Monday, July 25, 2011
NY Gays Tie the Knot: What's Lost by Re-defining Marriage
Why shouldn't Alvin Woods, 27, and Antonio Lopez, 25, enjoy the public revelation of their tattooed wedding rings at their legal linkage? For these and the other happy couples newly wed in New York, to headlines celebrating the ability of same-sex partners to become "like everyone else," it's a day to proclaim love.
What could possibly be wrong with that?
It's true that people who believe that God gave us His commandments in the Bible--and that God is not to be dissed--won't accept two of the same gender as married. History, too, would contra-indicate that two of the same sex qualify as spouses. Dictionaries, at least until very recently, defined "marry" like mine does: "1. to join as husband and wife; unite in wedlock, 2. to join a man to a woman as her husband, or a a woman to a man as his wife... (Webster's New World Dictionary of the American Language)"
But why not just change things? History is no argument to continue an archaic institution; civilization is the story of improvement--for example, women now fulfll their potentials in far more than motherhood or as support for their men (or librarians, teachers, nurses and secretaries, the only four professions expected for women as recently as the mid-1960s). Those who want to hold by the Bible's dictates don't have to participate in gay marriages, and dictionaries are easily re-written.
Certainly that's what's coming.
But in declaring the union of two men or women as exactly the same as the marriage of opposite genders, we lose an important distinction that in other areas we wish to preserve: male and female. With gay marriage legally sanctioned, we are to believe that sex between two lesbians has the same consequence for society as sex between a man and woman. Male plus male? Male plus female? Female plus female? It's all the same in marriage, under New York law.
Here's the hitch: In elevating gay relationships to be equivalent to straight marriages, we proclaim that it is no longer worth society's endorsement for a child to be raised by his or her biological parents. We no longer assert that our nation is best served when children live with their natural mothers and fathers, together.
Research on outcomes for children without that benefit suggest otherwise. Children raised by single parents, or in combined families, or by gay couples can certainly emerge healthy. However, in no gay family could a child be raised by both biological parents. Kids learn different things from a mother and a father. And have least complications when that mother and father are their own.
For that reason, the nation has a stake in promoting married biological families. "Every major social pathology that can trouble an American child happens more often when his or her parents are not joined by marriage," writes Maggie Gallagher in The Meaning of Marriage (2006), "more poverty, dependency, child abuse, domestic violence, substance abuse, suicide, depression, mental illness, infant mortality, physical illness, education failure, high school dropouts, sexually transmitted diseases, and early unwed childbearing, and later on, divorce."
When we re-define marriage as the union of any two people who love each other, we change the focus from our nation's future to warm touchy-feelies of love, in the present. We lose a long-term perspective, substituting a carpe diem, emotional priority.

(Work item):
Please continue the blog post on New York's same-sex marriage law from the point where it stops. The rows that come next are separate material and have no connection to the post.

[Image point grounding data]
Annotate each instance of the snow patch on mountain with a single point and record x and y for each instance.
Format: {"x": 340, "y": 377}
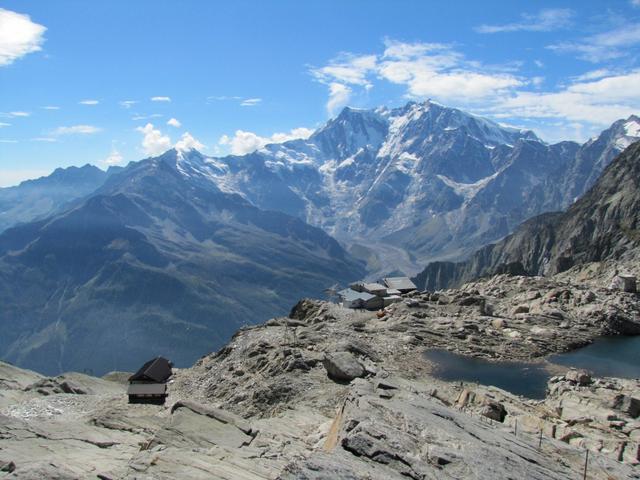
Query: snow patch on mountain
{"x": 467, "y": 190}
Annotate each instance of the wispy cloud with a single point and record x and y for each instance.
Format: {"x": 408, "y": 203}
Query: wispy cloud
{"x": 153, "y": 141}
{"x": 543, "y": 21}
{"x": 76, "y": 130}
{"x": 251, "y": 102}
{"x": 15, "y": 114}
{"x": 576, "y": 106}
{"x": 147, "y": 117}
{"x": 603, "y": 46}
{"x": 188, "y": 142}
{"x": 243, "y": 142}
{"x": 19, "y": 36}
{"x": 426, "y": 69}
{"x": 114, "y": 158}
{"x": 242, "y": 101}
{"x": 127, "y": 103}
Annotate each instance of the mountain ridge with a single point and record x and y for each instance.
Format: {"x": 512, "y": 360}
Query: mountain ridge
{"x": 601, "y": 225}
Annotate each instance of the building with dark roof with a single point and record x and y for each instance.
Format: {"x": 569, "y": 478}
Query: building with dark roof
{"x": 403, "y": 284}
{"x": 148, "y": 384}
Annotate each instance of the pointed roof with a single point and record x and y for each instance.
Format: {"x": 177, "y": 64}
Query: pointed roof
{"x": 155, "y": 370}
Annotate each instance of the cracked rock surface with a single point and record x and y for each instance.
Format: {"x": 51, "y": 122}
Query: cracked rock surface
{"x": 332, "y": 393}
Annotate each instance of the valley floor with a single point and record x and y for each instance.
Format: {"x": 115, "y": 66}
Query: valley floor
{"x": 265, "y": 407}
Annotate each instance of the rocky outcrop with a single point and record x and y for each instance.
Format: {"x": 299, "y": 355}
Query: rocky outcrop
{"x": 335, "y": 393}
{"x": 603, "y": 224}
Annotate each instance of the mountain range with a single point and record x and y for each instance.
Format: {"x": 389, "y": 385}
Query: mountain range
{"x": 172, "y": 254}
{"x": 154, "y": 262}
{"x": 604, "y": 224}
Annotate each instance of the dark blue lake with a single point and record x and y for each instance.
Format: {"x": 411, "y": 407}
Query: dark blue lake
{"x": 607, "y": 356}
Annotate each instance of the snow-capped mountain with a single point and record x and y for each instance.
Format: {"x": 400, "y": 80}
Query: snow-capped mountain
{"x": 34, "y": 199}
{"x": 158, "y": 260}
{"x": 415, "y": 183}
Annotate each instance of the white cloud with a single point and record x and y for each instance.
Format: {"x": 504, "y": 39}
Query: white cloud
{"x": 154, "y": 142}
{"x": 147, "y": 117}
{"x": 221, "y": 98}
{"x": 537, "y": 81}
{"x": 18, "y": 36}
{"x": 543, "y": 21}
{"x": 594, "y": 74}
{"x": 15, "y": 114}
{"x": 250, "y": 102}
{"x": 577, "y": 107}
{"x": 339, "y": 96}
{"x": 587, "y": 104}
{"x": 187, "y": 142}
{"x": 603, "y": 46}
{"x": 114, "y": 158}
{"x": 76, "y": 130}
{"x": 347, "y": 68}
{"x": 246, "y": 142}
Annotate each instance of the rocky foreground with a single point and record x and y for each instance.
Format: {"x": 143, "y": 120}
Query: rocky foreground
{"x": 332, "y": 393}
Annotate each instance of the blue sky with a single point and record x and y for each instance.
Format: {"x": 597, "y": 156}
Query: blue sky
{"x": 110, "y": 82}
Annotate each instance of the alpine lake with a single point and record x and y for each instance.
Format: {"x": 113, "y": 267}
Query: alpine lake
{"x": 615, "y": 356}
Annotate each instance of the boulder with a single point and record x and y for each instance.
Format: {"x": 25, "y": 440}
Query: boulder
{"x": 624, "y": 283}
{"x": 580, "y": 377}
{"x": 521, "y": 309}
{"x": 493, "y": 410}
{"x": 498, "y": 323}
{"x": 627, "y": 404}
{"x": 343, "y": 366}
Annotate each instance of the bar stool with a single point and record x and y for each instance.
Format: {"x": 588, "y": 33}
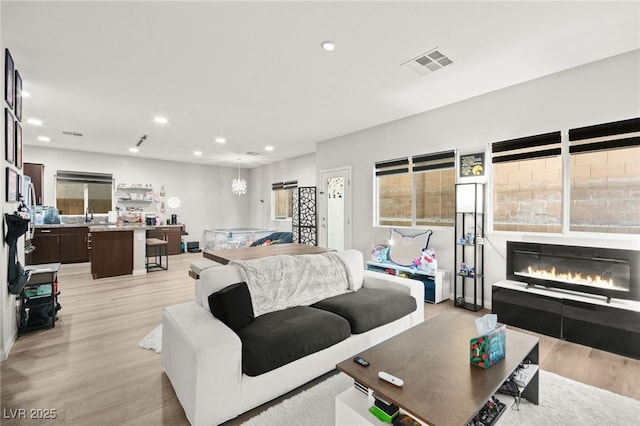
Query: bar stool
{"x": 156, "y": 249}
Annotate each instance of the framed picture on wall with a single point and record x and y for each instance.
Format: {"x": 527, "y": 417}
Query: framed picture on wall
{"x": 18, "y": 147}
{"x": 9, "y": 137}
{"x": 12, "y": 185}
{"x": 9, "y": 83}
{"x": 18, "y": 187}
{"x": 18, "y": 96}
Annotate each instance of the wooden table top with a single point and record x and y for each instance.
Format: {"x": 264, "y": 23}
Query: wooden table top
{"x": 441, "y": 386}
{"x": 246, "y": 253}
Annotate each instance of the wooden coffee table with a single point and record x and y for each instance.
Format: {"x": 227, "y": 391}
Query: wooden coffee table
{"x": 441, "y": 387}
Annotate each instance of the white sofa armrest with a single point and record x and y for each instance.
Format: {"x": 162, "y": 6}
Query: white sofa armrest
{"x": 203, "y": 360}
{"x": 413, "y": 287}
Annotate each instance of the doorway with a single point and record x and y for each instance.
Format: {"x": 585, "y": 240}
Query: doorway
{"x": 335, "y": 216}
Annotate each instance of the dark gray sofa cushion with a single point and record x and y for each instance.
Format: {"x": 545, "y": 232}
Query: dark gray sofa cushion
{"x": 278, "y": 338}
{"x": 232, "y": 305}
{"x": 369, "y": 308}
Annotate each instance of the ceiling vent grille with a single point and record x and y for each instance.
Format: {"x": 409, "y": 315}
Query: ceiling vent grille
{"x": 428, "y": 62}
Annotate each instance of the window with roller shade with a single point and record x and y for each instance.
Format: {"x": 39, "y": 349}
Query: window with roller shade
{"x": 78, "y": 191}
{"x": 416, "y": 191}
{"x": 282, "y": 199}
{"x": 605, "y": 178}
{"x": 527, "y": 184}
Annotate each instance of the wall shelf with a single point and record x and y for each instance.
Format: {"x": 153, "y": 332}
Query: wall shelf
{"x": 469, "y": 246}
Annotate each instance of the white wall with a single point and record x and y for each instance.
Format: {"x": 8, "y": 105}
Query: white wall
{"x": 302, "y": 169}
{"x": 204, "y": 191}
{"x": 603, "y": 91}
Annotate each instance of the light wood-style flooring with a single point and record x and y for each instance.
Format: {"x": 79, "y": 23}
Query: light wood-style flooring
{"x": 91, "y": 371}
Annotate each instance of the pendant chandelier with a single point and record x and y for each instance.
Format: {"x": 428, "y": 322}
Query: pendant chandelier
{"x": 239, "y": 185}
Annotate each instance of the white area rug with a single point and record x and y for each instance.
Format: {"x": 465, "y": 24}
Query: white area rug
{"x": 562, "y": 402}
{"x": 153, "y": 340}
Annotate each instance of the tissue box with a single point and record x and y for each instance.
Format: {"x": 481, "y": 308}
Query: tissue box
{"x": 488, "y": 349}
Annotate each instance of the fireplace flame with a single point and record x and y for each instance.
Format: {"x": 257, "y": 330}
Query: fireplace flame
{"x": 570, "y": 277}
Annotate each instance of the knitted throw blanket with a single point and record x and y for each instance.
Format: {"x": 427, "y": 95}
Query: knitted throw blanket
{"x": 284, "y": 281}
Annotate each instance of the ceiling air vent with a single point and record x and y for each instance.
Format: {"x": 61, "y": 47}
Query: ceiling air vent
{"x": 428, "y": 62}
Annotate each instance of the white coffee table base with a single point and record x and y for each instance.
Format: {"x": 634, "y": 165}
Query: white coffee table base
{"x": 352, "y": 409}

(Answer to this exercise):
As a nation, we need children to grow up with optimized chances to succeed, earn money, and create further happy families. We like it when gay citizens can live with those they love, and feel respected. But that's not the government's business or job--let religious officials, friends and family declare these unions permanent and appreciated. Don't make these people go through expensive public courts to dissolve them when they fail, since their existence, while adding to personal satisfaction, contributes little to national goals that governments control.
Sari Kessler and Erika Karp were married 12 years ago in their synagogue by their rabbi. But that wasn't enough for them, despite having three daughters, ages 9, 6 and 3. "People need to know we're just like everyone else," Sari Kessler said in explanation for why she is "absolutely elated" to gain legal married status. "Our families are just as valued and important and special as any other family in the world,'' affirmed her bride.
But actually, with all due respect, gay families may be important and special and valued--but not as much by a society with a need to encourage an ideal. Yet officially, in the six states where gay marriage is legal, they are now just as ideal as marriages with the potential to provide children both a biological mother and father.
And that's what we've lost. We've lost the ability to say, "we have evidence that this is the preferred way to do it; this way, with both a mother and father raising their biological children, provides something our society values more because it offers the best chance to produce children that will turn out whole, well-adjusted and ready to emulate mothers and fathers they've had loving them and each other."
Men and women are not interchangeable. All the brain research confirms that the genders have fundamental, irreducibile differences that complement each other. The 1.4% of people who are homosexual deserve to spend their lives with whomever they please. But we do ourselves and our children a disservice to suggest that the unions they form are the same as heterosexual marriages.
Distinctions serve a purpose, especially when based on replicated research--men and women are different, and the bond they form is different from the bond formed by two of the same gender. But we're coming to a time when legally, we can know it and even demonstrate it but can't live it. Now that gay marriages are becoming numerous enough to warrant widespread research and analysis, we'll soon have data, and from what studies I've seen so far, I suspect academics will confirm that yes, marriages of, say, lesbians are dfferent from, say, marriages of gay men. When we must deny reality, that will surely be a big loss.